KUTIPAN TEKS →

+ + +

Sudah lama diketahui bahwa ikan yang paling hebat melawan arus adalah ikan salmon. Ikan ini terkenal karena daya juangnya yang terus melawan arus sungai. Ia berenang dan terus berusaha naik ke permukaan sungai, rela luka-luka dan mengambil resiko di makan beruang. Ikan-ikan salmon kalau mau bertelur, akan melakukan perjalanan panjang dan berjuang mengarungi lautan selama bertahun-tahun hanya untuk bertelur di hulu sungai tempat ia dilahirkan sebelumnya. Sungguh luar biasa.

Perhatikanlah sepak terjang Jokowi selama ia menjadi Presiden. Ia cenderung melawan arus. Ia memberantas illegal fishing dengan menenggelamkan kapal-kapal asing pencuri ikan, ia membekukan PSSI yang telah digerogoti mafia sepak bola, ia membubarkan Petral karena tidak efisien, lalu ia melawan tekanan asing soal perpanjangan kontrak karya PT Freeport. Jokowi juga tidak mau disebut petugas partai. Ia melawan arus keinginan PDIP yang kebelet mencopot Rini Soemarni dan mereshufle kabinetnya.

Ketiga, ikan meloncat ke kolam yang lain. Ikan tidak pernah tenang dan nyaman berada di kolam yang sama. Jika ada kolam yang lain yang berdampingan, ikan-ikan itu akan meloncat. Ketika Jokowi sudah menjadi pengusaha, ia meloncat menjadi wali kota Solo. Dari sana ia meloncat lagi menjadi Gubernur DKI Jakarta dan terakhir ia meloncat menjadi Presiden.

Setelah Presiden, kita tidak tahu kemana Jokowi akan meloncat. Jokowi ibarat seekor ikan. Ia ingin menjadi ikan yang besar di kolam yang besar dan tidak mau menjadi ikan yang kecil di kolam yang besar atau ikan yang besar di kolam yang kecil. Maka tak heran Jokowi meloncat-loncat.

Keempat, ikan berpendirian yang teguh. Ikan tidak mudah merubah dirinya menjadi asin atau berlumur lumpur dan kotoran. Walaupun ikan hidup di tempat asin seperti air laut yang asin, ikan tidak pernah terasa asin. Ikan selalu membentengi dirinya dari rasa asin. Jokowi terus menyelami filosofi ikan ini.

Walaupun ia hidup dalam budaya korup, dikelilingi oleh orang-orang yang bermental korup, Jokowi tetap bisa menjaga dirinya agar tidak ikut kotor. Ia dengan tegas mengingatkan masyarakat bahwa jangan sekali-kali percaya kepada orang-orang yang mencatut namanya atau keluarganya. Jokowi sadar filosofi pembusukan ikan yang dimulai dari kepalanya.

Selama ini pembusukan negara ini dimulai dari kepala negara, dan para pejabat. Karena itu sebagai kepala negara, Jokowi menjaga agar janganlah dia yang pertama-tama busuk.

+ + +

DAFTAR TUGAS →
- A) Bisakah Anda memberikan kembali bagian tulisan tentang Jokowi dan filosofi ikan, dari "Keempat, ikan berpendirian" sampai "dimulai dari kepalanya.", kata demi kata tanpa perubahan?
- B) Bisakah Anda melanjutkan tulisan tentang Jokowi dan filosofi ikan mulai dari kalimat terakhirnya?

DATA TERCATAT →
+ + +

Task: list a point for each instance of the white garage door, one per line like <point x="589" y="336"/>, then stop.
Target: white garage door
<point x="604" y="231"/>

+ + +

JAWABAN BERURUTAN →
- A)
Keempat, ikan berpendirian yang teguh. Ikan tidak mudah merubah dirinya menjadi asin atau berlumur lumpur dan kotoran. Walaupun ikan hidup di tempat asin seperti air laut yang asin, ikan tidak pernah terasa asin. Ikan selalu membentengi dirinya dari rasa asin. Jokowi terus menyelami filosofi ikan ini.

Walaupun ia hidup dalam budaya korup, dikelilingi oleh orang-orang yang bermental korup, Jokowi tetap bisa menjaga dirinya agar tidak ikut kotor. Ia dengan tegas mengingatkan masyarakat bahwa jangan sekali-kali percaya kepada orang-orang yang mencatut namanya atau keluarganya. Jokowi sadar filosofi pembusukan ikan yang dimulai dari kepalanya.

- B)
Kelima, ikan tidak mempunyai wajah yang iri. Ikan tidak pernah mau hidup di darat. Betapa pun darat penuh dengan pesona dan gemerlapan, tetap saja ikan tidak tergoda dan iri. Ikan tetap nyaman di air, di tempat kodratnya. Ikan tahu dirinya beda karena mempunyai insang sedangkan yang lain tidak. Jokowi mencuri filosofi ikan ini. Jokowi tidak pernah iri akan kesuksesan orang lain. Jokowi sudah memahami dirinya dan kodratnya.

Kendatipun ia dihina, diejek dan dilecehkan, tetap saja Jokowi senyum-senyum. Ia tidak marah dan membalas hinaan itu dengan kata-kata kasar yang penuh kedengkian dan keirihatian. Ia tahu bahwa dirinya adalah orang yang berbudaya.

Lalu apa hubungannya dengan mantan Presiden SBY yang akhir-akhir ini merasa disalahkan oleh pemerintah sekarang?

Sejak 12 belas tahun yang lalu, saya selalu mengikuti berita tentang SBY. Saya ingat saat ia  menjadi Menko Polhukam era Megawati, lalu menjadi presiden selama sepuluh tahun (2004-2014). Kesan saya adalah SBY merupakan presiden Indonesia yang sangat care tentang citra. SBY sangat menjunjung tinggi citranya.

Kalau ia mengarang lagu dan menelurkan beberapa album, itu karena ia sangat mementingkan citranya. Dalam benaknya, jika ia berhasil mengembangkan bakatnya menyanyi, maka rakyat akan memuji dirinya. Itu berarti citranya semakin tinggi. Hebat, hanya Presiden SBY satu-satunya presiden di dunia ini yang bisa mengarang lagu dan menelurkan album. Luar biasa bukan?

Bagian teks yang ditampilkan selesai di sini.